Stated goal a: Rewrite every line of the entries below, from the line holding "Mark every instance of the packed" through the last entry, inclusive. Keep the requests unchanged, and multiply each coordinate in the answers by 1.75, rounding to whole numbers with halves rounded up.

Given passage:
--*--
It is a relatively trivial matter. I am not seriously deprived by having to substitute Tesco’s yoghurt for Sainsbury’s on a Sunday evening, or having limited hours in which to purchase power tools or garden gnomes. Although abandoning opening restrictions might create a few more jobs, it is probably not worth a song and dance about. But it is typical of an economy which is regulated more and more every day, and rarely if ever deregulates even if the original reasons for regulation no longer apply.

In our ever-changing society, we should never try to freeze particular patterns of demand and supply by law. If we must have them at all, regulations which prevent or restrict economic activity should be time-limited. After twenty years, or whatever sunset period is thought appropriate, regulations should lapse. To renew them, Parliament should have to debate and vote again. We should not remain tethered to the choices of previous generations.

Editorial and Research Fellow

Len Shackleton is an Editorial and Research Fellow at the IEA and Professor of Economics at the University of Buckingham. He was previously Dean of the Royal Docks Business School at the University of East London and prior to that was Dean of the Westminster Business School. He has also taught at Queen Mary, University of London and worked as an economist in the Civil Service. His research interests are primarily in the economics of labour markets. He has worked with many think tanks, most closely with the Institute of Economic Affairs, where he is an Economics Fellow. He edits the journal Economic Affairs, which is co-published by the IEA and the University of Buckingham.


6 thoughts on “Sunday trading laws illustrate the tyranny of the status quo”

  1. Posted 03/10/2021 at 20:29 | Permalink

    A few unconnected points. Another anomaly, I believe, was that, under the old laws, you could buy fish and chips from a Chinese takeaway but not from a fish and chip shop.

    Although only 6% of CofE clergy voted Tory, the churchgoers are a lot more pro-business and pro-Tory than the clergy.
--*--
Provided records:

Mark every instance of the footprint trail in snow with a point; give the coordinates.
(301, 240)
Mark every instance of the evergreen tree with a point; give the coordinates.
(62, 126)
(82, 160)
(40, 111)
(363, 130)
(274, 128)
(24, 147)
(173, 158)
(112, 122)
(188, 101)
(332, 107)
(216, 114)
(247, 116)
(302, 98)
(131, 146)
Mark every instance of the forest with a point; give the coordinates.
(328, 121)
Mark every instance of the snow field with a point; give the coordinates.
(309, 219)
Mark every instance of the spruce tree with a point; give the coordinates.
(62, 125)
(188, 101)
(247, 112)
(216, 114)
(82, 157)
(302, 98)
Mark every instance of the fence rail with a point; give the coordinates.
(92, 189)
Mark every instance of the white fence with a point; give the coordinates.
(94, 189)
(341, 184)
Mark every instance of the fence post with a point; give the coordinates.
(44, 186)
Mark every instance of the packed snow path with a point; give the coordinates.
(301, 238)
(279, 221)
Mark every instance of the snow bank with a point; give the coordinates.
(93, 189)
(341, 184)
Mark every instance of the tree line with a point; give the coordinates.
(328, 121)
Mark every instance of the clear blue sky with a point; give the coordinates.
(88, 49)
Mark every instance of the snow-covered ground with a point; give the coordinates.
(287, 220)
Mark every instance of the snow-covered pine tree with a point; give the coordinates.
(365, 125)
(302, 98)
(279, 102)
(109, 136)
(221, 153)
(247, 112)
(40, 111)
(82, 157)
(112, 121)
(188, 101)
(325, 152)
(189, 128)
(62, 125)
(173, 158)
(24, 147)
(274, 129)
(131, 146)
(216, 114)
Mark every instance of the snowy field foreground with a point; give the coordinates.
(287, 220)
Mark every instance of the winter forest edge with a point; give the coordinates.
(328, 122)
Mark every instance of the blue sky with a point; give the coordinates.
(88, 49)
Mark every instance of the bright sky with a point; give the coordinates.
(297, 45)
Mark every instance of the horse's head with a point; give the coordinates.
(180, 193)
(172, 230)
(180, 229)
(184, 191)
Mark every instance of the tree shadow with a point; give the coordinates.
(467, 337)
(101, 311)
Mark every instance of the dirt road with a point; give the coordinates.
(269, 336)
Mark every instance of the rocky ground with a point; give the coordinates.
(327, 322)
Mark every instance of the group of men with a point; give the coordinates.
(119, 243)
--*--
Stated goal b: Translate this sentence from the passage on Sunday trading laws into Spanish: "We should not remain tethered to the choices of previous generations."

Correct answer a:
Mark every instance of the packed snow path with a point; give the coordinates.
(527, 417)
(488, 387)
Mark every instance of the snow bank with a point; give the coordinates.
(163, 331)
(597, 322)
Mark every instance of the tree line with a point; give the coordinates.
(574, 212)
Mark every instance of the clear blue sky with a point; give the coordinates.
(154, 86)
Mark every instance of the snow-covered ground with a point; give the coordinates.
(502, 385)
Mark every instance of the snow-covered pine tree with a point; give the coordinates.
(639, 219)
(529, 172)
(488, 179)
(191, 238)
(387, 268)
(432, 196)
(70, 194)
(144, 275)
(196, 212)
(329, 177)
(569, 266)
(331, 224)
(109, 219)
(303, 277)
(42, 257)
(480, 226)
(229, 256)
(378, 200)
Mark every instance of the snowy field foreground with a point; give the coordinates.
(502, 385)
Mark every instance of the winter forest edge with a point; give the coordinates.
(574, 214)
Mark every instance of the blue sky with a point; give the coordinates.
(154, 86)
Mark every instance of the bright sky with a point; give the coordinates.
(520, 79)
Mark every instance of the horse's head with a point; give the coordinates.
(315, 338)
(301, 403)
(315, 401)
(322, 334)
Mark every instance of the tree shadow with a point; give the coordinates.
(817, 590)
(177, 544)
Mark every instance of the dirt road with a point; give the coordinates.
(471, 588)
Mark every instance of the rocky ground with a point; give the coordinates.
(572, 564)
Mark every instance of the group of men with a point; give the coordinates.
(208, 425)

Correct answer b: No deberíamos seguir atados a las decisiones de las generaciones anteriores.